- **Data for this exercise**:
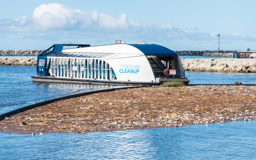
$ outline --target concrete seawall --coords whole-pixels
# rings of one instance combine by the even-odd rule
[[[186,71],[256,73],[256,59],[181,58]],[[36,57],[0,57],[0,65],[32,66]]]

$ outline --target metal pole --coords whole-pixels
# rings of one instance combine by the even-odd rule
[[[219,37],[219,45],[218,45],[218,48],[218,48],[218,53],[219,52],[219,36],[221,36],[221,34],[218,34],[218,37]]]

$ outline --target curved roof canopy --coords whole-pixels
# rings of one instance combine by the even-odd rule
[[[173,51],[163,46],[155,44],[128,44],[140,50],[146,56],[177,56]]]
[[[155,44],[114,44],[67,49],[63,49],[63,45],[54,44],[38,56],[113,58],[141,56],[144,54],[156,56],[178,55],[173,50]],[[46,52],[52,48],[53,48],[53,51]]]

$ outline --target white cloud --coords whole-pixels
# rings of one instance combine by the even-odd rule
[[[114,17],[97,11],[86,13],[56,3],[40,5],[35,8],[31,16],[0,19],[0,34],[21,33],[24,34],[23,38],[38,39],[58,39],[65,37],[66,39],[94,37],[155,41],[187,39],[202,41],[217,38],[216,33],[202,32],[192,28],[179,28],[170,22],[141,23],[128,19],[124,13]],[[236,33],[223,35],[222,38],[255,40],[248,35]]]
[[[232,35],[239,35],[239,34],[237,33],[232,33]]]

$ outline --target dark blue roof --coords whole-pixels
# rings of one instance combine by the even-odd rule
[[[155,44],[128,44],[140,50],[146,56],[177,56],[173,51],[163,46]]]

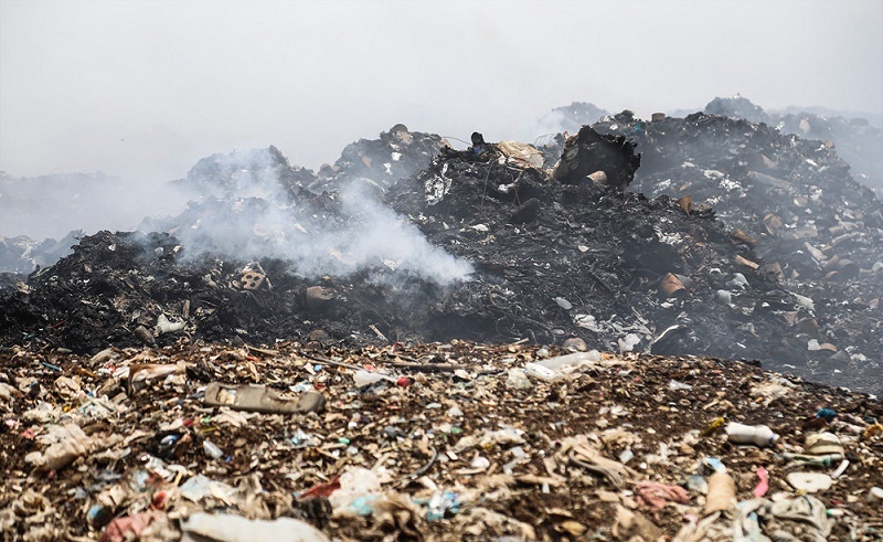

- **What you are asked to do**: Recast every line of the records above as a numbered list, leaving out the blank lines and the pictures.

- **Full response**:
1. $ outline --target concrete seawall --coords whole-pixels
2. # rings of one instance combine by the even-odd rule
3. [[[186,71],[256,73],[256,59],[181,58]],[[36,57],[0,57],[0,65],[32,66]]]
4. $ outline --target metal pole --coords whole-pixels
5. # rings of one instance combine by the even-odd rule
6. [[[219,37],[219,45],[218,45],[218,48],[218,48],[218,53],[219,52],[219,36],[221,36],[221,34],[218,34],[218,37]]]
7. $ outline --target curved roof canopy --coords whole-pixels
8. # rings of one instance combine by the even-odd rule
9. [[[173,51],[163,46],[155,44],[128,44],[140,50],[146,56],[177,56]]]
10. [[[155,44],[114,44],[67,49],[63,49],[63,45],[54,44],[38,56],[113,58],[141,56],[144,54],[156,56],[178,55],[173,50]],[[46,52],[52,48],[53,48],[53,51]]]
11. $ outline --target white cloud --coords whole-pixels
12. # rings of one instance combine by the even-odd rule
13. [[[114,17],[97,11],[86,13],[56,3],[40,5],[35,8],[31,16],[0,19],[0,34],[21,33],[24,34],[23,38],[38,39],[58,39],[65,37],[66,39],[94,37],[155,41],[187,39],[202,41],[217,38],[216,33],[202,32],[192,28],[179,28],[170,22],[141,23],[128,19],[124,13]],[[236,33],[223,35],[222,38],[255,40],[248,35]]]
14. [[[232,35],[239,35],[239,34],[237,33],[232,33]]]
15. $ outline --target dark blue roof --coords whole-pixels
16. # rings of one instance combine by the even-odd rule
17. [[[155,44],[128,44],[140,50],[146,56],[177,56],[173,51],[163,46]]]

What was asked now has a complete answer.